_LISTED ENTRIES_:
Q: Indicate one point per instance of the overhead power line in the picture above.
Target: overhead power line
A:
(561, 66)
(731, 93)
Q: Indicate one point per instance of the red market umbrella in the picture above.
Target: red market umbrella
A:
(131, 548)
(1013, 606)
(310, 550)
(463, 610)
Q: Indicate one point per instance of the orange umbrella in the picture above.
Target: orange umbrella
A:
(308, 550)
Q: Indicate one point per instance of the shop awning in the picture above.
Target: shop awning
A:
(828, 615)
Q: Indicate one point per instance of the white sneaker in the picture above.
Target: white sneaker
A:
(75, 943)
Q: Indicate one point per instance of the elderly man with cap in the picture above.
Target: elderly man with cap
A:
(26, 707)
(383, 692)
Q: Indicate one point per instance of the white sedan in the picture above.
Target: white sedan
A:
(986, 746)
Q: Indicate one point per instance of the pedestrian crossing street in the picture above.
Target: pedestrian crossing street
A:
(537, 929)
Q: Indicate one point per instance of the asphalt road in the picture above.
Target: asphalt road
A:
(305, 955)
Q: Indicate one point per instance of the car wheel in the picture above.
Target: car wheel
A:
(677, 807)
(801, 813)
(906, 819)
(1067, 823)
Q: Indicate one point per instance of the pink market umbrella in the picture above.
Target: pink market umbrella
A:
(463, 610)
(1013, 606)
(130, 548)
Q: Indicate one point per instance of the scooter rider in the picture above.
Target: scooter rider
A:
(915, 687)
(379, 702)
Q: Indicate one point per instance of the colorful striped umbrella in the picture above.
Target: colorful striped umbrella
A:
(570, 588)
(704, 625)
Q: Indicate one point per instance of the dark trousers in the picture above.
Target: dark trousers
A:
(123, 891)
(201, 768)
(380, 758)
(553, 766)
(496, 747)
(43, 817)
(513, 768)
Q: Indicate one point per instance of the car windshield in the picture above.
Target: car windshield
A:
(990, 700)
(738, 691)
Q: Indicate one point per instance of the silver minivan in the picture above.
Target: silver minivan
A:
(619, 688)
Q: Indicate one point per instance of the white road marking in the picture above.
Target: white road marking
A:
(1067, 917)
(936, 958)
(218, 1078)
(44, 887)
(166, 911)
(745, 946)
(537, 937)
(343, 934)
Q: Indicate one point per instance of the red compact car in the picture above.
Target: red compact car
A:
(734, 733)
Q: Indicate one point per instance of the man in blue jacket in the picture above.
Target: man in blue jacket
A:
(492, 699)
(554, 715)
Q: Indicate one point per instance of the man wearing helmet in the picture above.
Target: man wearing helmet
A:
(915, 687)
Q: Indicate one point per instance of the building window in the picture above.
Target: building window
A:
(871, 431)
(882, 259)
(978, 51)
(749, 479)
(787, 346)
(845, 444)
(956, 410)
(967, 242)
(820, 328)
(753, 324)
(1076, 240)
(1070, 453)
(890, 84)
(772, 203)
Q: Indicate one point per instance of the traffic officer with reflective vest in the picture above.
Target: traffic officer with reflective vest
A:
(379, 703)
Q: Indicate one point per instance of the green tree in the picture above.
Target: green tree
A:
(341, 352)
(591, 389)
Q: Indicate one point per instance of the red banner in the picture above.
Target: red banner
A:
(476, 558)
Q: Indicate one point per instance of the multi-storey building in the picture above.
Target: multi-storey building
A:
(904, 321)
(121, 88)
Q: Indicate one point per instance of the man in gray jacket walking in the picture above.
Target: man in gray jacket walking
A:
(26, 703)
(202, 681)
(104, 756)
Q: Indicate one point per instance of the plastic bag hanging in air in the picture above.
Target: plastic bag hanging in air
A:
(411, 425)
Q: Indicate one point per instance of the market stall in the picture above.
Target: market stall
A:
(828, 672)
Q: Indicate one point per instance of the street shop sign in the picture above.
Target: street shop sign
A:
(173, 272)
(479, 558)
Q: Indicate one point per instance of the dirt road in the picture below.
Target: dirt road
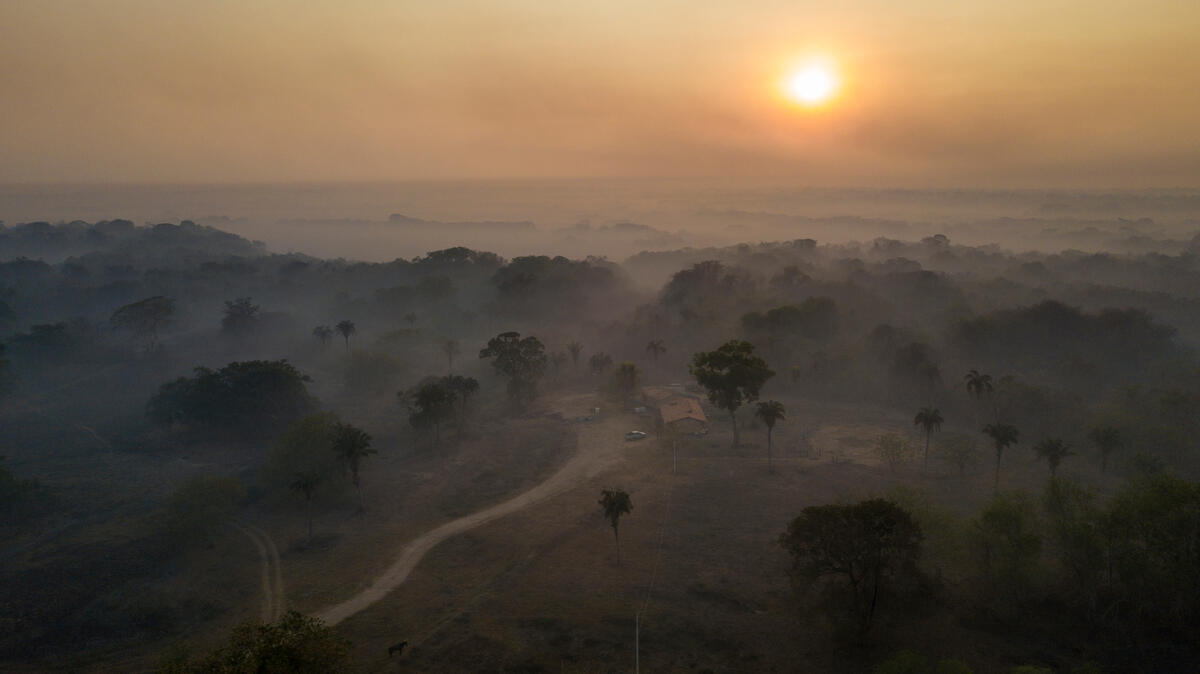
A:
(600, 446)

_DO THIS_: Rewrite every one of the entries above as a numbered list of their lines, dropping any blank lines. Leave the picture out of your answer.

_OUTPUT FOR THIS EXERCISE_:
1. Q: Indicate one point per instance of the overhead power line in the picture above.
2. Target: overhead power line
3. A:
4. (561, 66)
5. (731, 93)
6. Q: Indicate one point per instance of the red market umbrella in the picture above.
7. Target: red market umbrella
8. A:
9. (131, 548)
10. (1013, 606)
11. (310, 550)
12. (463, 610)
13. Q: Indicate one point per instance of the orange umbrella in the picture above.
14. Target: orange umbrella
15. A:
16. (308, 550)
17. Q: Indicate one point per instance of the shop awning in the picture above.
18. Target: shop awning
19. A:
20. (828, 615)
21. Q: Indicate one point per instance of the white sneaker in the picture above.
22. Target: white sneaker
23. A:
24. (75, 943)
25. Q: Indicate one point per instance of the elderly man with cap in the picture above.
26. Target: elderly man with cap
27. A:
28. (26, 707)
29. (383, 692)
30. Q: Indicate one point per instance of the white sedan in the picture above.
31. Target: white sedan
32. A:
33. (986, 746)
34. Q: Indicate one point per instance of the pedestrian crossing street in the picture above.
35. Target: pedestrian crossing street
36. A:
37. (537, 929)
38. Q: Indicate one point per instance of the asphalt road in the picture above.
39. Target: asphalt road
40. A:
41. (305, 955)
42. Q: Indicate one point per instance of the car wheel in the picture above.
43. Target: car wheel
44. A:
45. (677, 807)
46. (801, 813)
47. (906, 819)
48. (1067, 823)
49. Q: Indicate one point per instance of the pink market umbrella in the picture above.
50. Target: pink market umbrella
51. A:
52. (463, 610)
53. (1013, 606)
54. (130, 548)
55. Q: Indicate one point per instance of the scooter rider in the picture above.
56. Target: scooter rider
57. A:
58. (915, 687)
59. (379, 702)
60. Q: Indicate one point per instance of the colorful striped umbrella in the picture above.
61. Target: colorful striped umbrella
62. A:
63. (570, 588)
64. (704, 625)
65. Q: Indicate one point per instance of the dark trousers in the picture above.
66. Target: dark trousers
67. A:
68. (123, 891)
69. (201, 768)
70. (380, 758)
71. (553, 766)
72. (496, 747)
73. (43, 817)
74. (513, 768)
75. Q: Indicate one point per instance of the car windshield in the picture above.
76. Target: car windshield
77. A:
78. (990, 700)
79. (738, 691)
80. Q: Indicate one point per instance of the silver minivan in the picture above.
81. Target: silver minivan
82. A:
83. (619, 688)
84. Q: Indicate one point per instance of the white road marking in the picture above.
85. Target: white road marking
86. A:
87. (1067, 917)
88. (936, 958)
89. (218, 1078)
90. (44, 887)
91. (166, 911)
92. (745, 946)
93. (537, 937)
94. (343, 934)
95. Q: Indicate one point per instance of the red compact car in the picture above.
96. Target: red compact car
97. A:
98. (734, 733)
99. Q: Indicate one point per instance of the man in blue jacket in the picture above.
100. Target: man in blue jacket
101. A:
102. (492, 699)
103. (554, 715)
104. Q: Indicate one point per instance of the man wearing helmet in the picture above.
105. Target: man wearing helmet
106. A:
107. (915, 687)
108. Q: Indicate one point per instance of the building window in the picture above.
109. Target: building window
110. A:
111. (871, 431)
112. (882, 259)
113. (978, 51)
114. (749, 479)
115. (787, 346)
116. (845, 444)
117. (956, 410)
118. (967, 242)
119. (820, 328)
120. (753, 324)
121. (1076, 240)
122. (1070, 453)
123. (890, 84)
124. (772, 203)
125. Q: Indicate one point per instance of the traffic officer with reflective vest in the picture above.
126. Target: traffic officer with reflective vest
127. A:
128. (379, 703)
129. Q: Indicate one point per instance of the green tree in the picture above.
130. Target: green tree
131. A:
132. (341, 352)
133. (591, 389)
134. Q: Indicate one point per instance of the red banner in the picture above.
135. Target: red banner
136. A:
137. (476, 558)
138. Q: Indicate one point per instance of the multi-storey building in the picture above.
139. Target: multi-storey building
140. A:
141. (904, 321)
142. (121, 88)
143. Q: Indicate one point per instance of the man in gray jacket walking in the picture above.
144. Target: man in gray jacket walking
145. A:
146. (26, 703)
147. (202, 681)
148. (104, 756)
149. Q: Indicate one point per instance of the plastic bag hanging in air in the picture above.
150. Target: plastic bag hanging in air
151. A:
152. (411, 425)
153. Q: Indicate one point per instance of the market stall in the picture above.
154. Target: market stall
155. A:
156. (828, 672)
157. Q: Indicate one point per instance of the street shop sign in the picture above.
158. Target: street shop sign
159. A:
160. (173, 272)
161. (479, 558)
162. Q: Indicate one point per instance of the dirt road in the picture below.
163. Target: dirt road
164. A:
165. (600, 446)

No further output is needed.